> _Page_:

A second example is metadata on the subject/topic of OA content. This would provide very interesting analytics back to Senior Research Officers, as well as to authors, funders, and editors involved in shaping future content priorities.

A third example would be metadata on the source of funding. It would be interesting to see the impact that funders have on OA content, or to do portfolio analysis on funding in terms of the communities impacted by making the content open.

2.4.Other reporting attributes

Finally, here’s a grab-bag of other attributes of reporting that we’re seeing in relation to OA use cases:

  • Granularity: i.e. which organizations accessed what OA content, when, and from where? (versus aggregated COUNTER Reports).

  • Style: in use cases where usability is valued more than scalability, it is not hard to imagine that visually-rich layouts that are made for easy consumption would be of interest.

  • Immediacy: while COUNTER Reports are monthly, there are OA use cases where having more real-time usage reporting would be of interest.

  • Format: as the number of use cases rises, so do the ways in which users want to consume analytics.

3.The next generation analytics project


The next generation analytics project is a partnership between PLOS and LibLynx to explore this developing area.

The project has three goals:

  1. To understand stakeholder needs from OA Analytics. We’re in the process of soliciting feedback from a range of internal and external stakeholders in the PLOS community, and some of that feedback is already reflected in our analysis of use cases.

> _Record extracts_:

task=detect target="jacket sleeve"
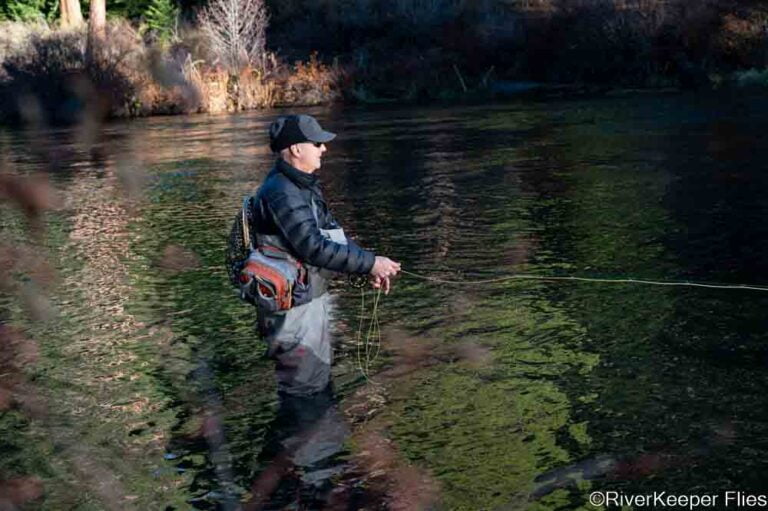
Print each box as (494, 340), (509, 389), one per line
(266, 192), (376, 273)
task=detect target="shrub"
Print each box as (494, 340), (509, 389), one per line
(733, 69), (768, 89)
(198, 0), (267, 75)
(275, 53), (342, 105)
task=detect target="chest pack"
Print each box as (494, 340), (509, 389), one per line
(226, 197), (347, 313)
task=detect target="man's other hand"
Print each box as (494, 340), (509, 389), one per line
(371, 276), (392, 295)
(371, 256), (400, 294)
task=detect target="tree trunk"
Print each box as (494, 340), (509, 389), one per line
(60, 0), (83, 28)
(86, 0), (107, 65)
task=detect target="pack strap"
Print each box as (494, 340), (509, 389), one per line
(240, 197), (253, 250)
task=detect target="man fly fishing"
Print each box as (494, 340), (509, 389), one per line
(234, 115), (400, 396)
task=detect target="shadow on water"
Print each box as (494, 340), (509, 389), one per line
(6, 96), (768, 510)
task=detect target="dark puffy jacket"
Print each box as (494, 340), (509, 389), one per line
(252, 159), (375, 274)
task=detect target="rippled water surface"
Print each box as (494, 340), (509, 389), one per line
(0, 96), (768, 510)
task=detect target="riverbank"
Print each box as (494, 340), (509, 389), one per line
(0, 0), (768, 123)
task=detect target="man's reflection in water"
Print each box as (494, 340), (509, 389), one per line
(243, 385), (350, 510)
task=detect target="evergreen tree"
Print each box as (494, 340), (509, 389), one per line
(144, 0), (179, 42)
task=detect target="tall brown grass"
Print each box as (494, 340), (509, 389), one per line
(0, 19), (338, 123)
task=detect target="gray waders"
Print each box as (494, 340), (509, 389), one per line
(258, 229), (347, 396)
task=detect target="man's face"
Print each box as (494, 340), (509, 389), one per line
(294, 142), (327, 173)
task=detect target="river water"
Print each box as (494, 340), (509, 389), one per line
(0, 95), (768, 510)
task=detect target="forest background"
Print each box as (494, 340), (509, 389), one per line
(0, 0), (768, 122)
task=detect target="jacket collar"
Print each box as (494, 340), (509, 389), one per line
(275, 158), (318, 188)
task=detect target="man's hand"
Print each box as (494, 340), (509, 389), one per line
(371, 256), (400, 294)
(371, 276), (392, 295)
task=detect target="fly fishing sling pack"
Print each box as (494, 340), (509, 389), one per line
(227, 197), (312, 313)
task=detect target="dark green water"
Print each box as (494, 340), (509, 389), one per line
(0, 96), (768, 510)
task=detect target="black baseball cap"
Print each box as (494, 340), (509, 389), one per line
(269, 115), (336, 153)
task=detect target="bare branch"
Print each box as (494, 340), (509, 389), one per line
(198, 0), (268, 73)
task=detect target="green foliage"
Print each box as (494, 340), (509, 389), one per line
(734, 68), (768, 88)
(144, 0), (179, 42)
(107, 0), (150, 19)
(0, 0), (59, 23)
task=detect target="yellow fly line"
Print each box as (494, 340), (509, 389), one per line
(355, 270), (768, 383)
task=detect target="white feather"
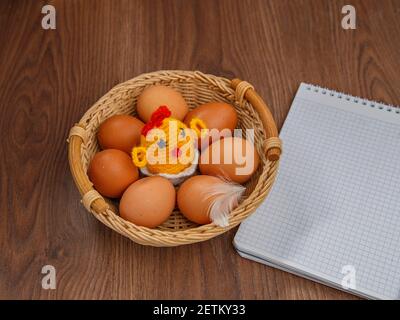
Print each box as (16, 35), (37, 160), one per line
(203, 180), (246, 227)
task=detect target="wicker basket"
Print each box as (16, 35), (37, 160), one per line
(68, 71), (281, 247)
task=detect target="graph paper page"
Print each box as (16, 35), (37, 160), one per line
(234, 83), (400, 299)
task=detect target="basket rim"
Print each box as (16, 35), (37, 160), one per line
(68, 70), (280, 246)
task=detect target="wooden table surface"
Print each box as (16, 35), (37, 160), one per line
(0, 0), (400, 299)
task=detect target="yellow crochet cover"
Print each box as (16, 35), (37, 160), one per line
(132, 106), (206, 174)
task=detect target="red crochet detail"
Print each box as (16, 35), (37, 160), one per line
(142, 106), (171, 136)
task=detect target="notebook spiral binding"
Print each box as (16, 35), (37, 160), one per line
(306, 83), (400, 116)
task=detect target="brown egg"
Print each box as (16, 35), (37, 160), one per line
(97, 115), (144, 154)
(199, 137), (260, 183)
(184, 102), (238, 149)
(136, 85), (189, 122)
(177, 175), (221, 224)
(119, 176), (175, 228)
(88, 149), (139, 198)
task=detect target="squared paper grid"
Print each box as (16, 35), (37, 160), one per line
(235, 85), (400, 299)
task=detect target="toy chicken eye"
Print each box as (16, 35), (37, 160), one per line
(157, 139), (167, 148)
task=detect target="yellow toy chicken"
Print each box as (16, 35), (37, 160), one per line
(132, 106), (207, 184)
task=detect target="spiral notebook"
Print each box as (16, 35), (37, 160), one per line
(234, 83), (400, 299)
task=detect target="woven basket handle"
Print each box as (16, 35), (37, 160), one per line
(231, 79), (281, 161)
(67, 124), (108, 213)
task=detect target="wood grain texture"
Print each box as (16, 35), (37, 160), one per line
(0, 0), (400, 299)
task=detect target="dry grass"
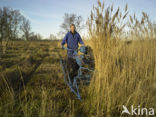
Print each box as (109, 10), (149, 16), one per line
(85, 1), (156, 117)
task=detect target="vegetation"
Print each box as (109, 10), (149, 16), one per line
(0, 1), (156, 117)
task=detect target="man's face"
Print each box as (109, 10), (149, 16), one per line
(70, 26), (75, 32)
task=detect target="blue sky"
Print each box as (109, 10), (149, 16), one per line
(0, 0), (156, 37)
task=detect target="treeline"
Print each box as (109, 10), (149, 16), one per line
(0, 7), (41, 42)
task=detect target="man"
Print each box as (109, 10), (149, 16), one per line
(61, 24), (84, 58)
(61, 24), (84, 83)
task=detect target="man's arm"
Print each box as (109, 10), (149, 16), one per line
(61, 34), (68, 48)
(78, 34), (85, 45)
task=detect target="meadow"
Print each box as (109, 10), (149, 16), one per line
(0, 1), (156, 117)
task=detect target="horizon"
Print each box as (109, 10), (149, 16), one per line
(0, 0), (156, 38)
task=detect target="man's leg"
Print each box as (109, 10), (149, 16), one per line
(67, 57), (79, 83)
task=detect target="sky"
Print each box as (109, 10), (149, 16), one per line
(0, 0), (156, 38)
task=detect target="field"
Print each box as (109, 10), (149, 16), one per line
(0, 0), (156, 117)
(0, 41), (89, 117)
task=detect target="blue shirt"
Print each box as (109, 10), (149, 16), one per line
(61, 31), (84, 49)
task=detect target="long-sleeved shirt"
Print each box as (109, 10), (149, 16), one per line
(61, 31), (84, 49)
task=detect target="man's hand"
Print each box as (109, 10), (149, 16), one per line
(62, 45), (65, 50)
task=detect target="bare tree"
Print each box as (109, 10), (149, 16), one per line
(59, 13), (85, 35)
(0, 7), (30, 55)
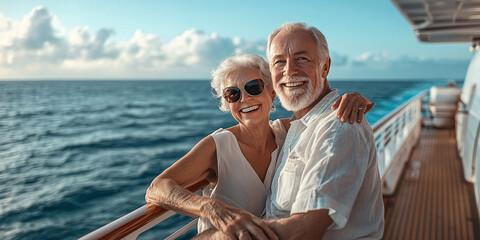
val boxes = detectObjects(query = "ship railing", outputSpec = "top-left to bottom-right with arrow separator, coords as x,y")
81,91 -> 427,240
372,91 -> 428,195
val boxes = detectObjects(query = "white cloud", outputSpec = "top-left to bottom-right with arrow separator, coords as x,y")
0,7 -> 468,79
0,7 -> 266,78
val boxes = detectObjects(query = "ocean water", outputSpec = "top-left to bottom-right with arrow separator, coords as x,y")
0,80 -> 458,239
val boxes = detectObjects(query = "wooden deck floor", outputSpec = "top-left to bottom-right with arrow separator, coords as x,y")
384,128 -> 480,240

> _Problem_:
In the OA analytics text above the listing, please shorten the paragraph that begins "A third example would be metadata on the source of funding" while keeping its main facts.

> _Result of the exercise_:
A third example is funding-source metadata, which would show funders' impact on OA content and support portfolio analysis of funding by the communities affected when content is made open.